The problem: Set down, unchanged, the line with "Can you see the range" and everything after it through the last line of the data.

Supplied material:
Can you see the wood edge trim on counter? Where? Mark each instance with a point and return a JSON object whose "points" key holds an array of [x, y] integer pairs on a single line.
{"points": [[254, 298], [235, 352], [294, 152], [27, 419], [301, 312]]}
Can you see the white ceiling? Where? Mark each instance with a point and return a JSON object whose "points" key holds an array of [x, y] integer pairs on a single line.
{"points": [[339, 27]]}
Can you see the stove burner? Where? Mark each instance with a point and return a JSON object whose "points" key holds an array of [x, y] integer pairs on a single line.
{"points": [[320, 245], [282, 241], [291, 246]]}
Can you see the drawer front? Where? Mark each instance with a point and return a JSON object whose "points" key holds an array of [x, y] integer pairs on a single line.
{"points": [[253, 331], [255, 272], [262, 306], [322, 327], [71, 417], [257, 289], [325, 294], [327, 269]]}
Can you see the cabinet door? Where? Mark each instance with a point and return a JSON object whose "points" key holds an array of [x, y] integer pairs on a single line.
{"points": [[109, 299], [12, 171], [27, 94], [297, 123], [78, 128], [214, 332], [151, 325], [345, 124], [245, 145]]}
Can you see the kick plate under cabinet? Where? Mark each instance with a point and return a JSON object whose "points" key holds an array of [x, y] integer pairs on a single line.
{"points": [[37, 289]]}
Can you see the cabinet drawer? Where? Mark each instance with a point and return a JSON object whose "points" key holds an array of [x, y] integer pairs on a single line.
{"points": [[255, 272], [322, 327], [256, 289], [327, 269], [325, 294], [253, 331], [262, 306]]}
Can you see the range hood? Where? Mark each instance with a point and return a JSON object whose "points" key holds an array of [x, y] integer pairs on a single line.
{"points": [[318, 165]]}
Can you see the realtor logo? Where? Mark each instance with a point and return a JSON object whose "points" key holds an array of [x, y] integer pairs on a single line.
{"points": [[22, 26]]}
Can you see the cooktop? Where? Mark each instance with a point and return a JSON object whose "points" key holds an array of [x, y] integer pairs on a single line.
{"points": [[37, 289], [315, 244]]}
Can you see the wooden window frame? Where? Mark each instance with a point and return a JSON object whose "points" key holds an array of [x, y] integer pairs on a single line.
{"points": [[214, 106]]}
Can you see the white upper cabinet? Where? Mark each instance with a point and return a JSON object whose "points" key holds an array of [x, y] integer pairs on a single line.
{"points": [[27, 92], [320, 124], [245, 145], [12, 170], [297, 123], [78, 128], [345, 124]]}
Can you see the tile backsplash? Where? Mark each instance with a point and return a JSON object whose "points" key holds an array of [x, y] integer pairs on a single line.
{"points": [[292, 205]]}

Exercise result:
Can you see the range hood? Where? Mark each instance with a point and return a JSON object whose "points" key holds an array of [x, y] integer pairs on a single line.
{"points": [[318, 165]]}
Can you see the realtor logo? Where? Mark each instance with a point and return a JSON object whose "points" key holds an array of [x, y] integer pairs on a single line.
{"points": [[22, 26]]}
Can you see the cooktop? Where? Mark each instance with a point and return a JSON object whose "points" key holds an array of [x, y] integer pairs on a single line.
{"points": [[37, 289], [315, 244]]}
Can you see the wooden window frame? Where? Mark each instance with a point and return a JSON object whose "points" key holds an array of [x, y] integer pairs on a single line.
{"points": [[214, 106]]}
Can you see the white upper cabinet? Where? Mark each instance with a point and return a JSON object whose "points" key holds an array of [x, y] integer pairs on a single line.
{"points": [[27, 92], [320, 124], [245, 145], [12, 170], [297, 123], [78, 128], [345, 124]]}
Can you see the tile backsplash? Where? Mark each instance with a point and return a JSON object whose "points" key holds an array of [x, y] integer pairs on a single line.
{"points": [[292, 205]]}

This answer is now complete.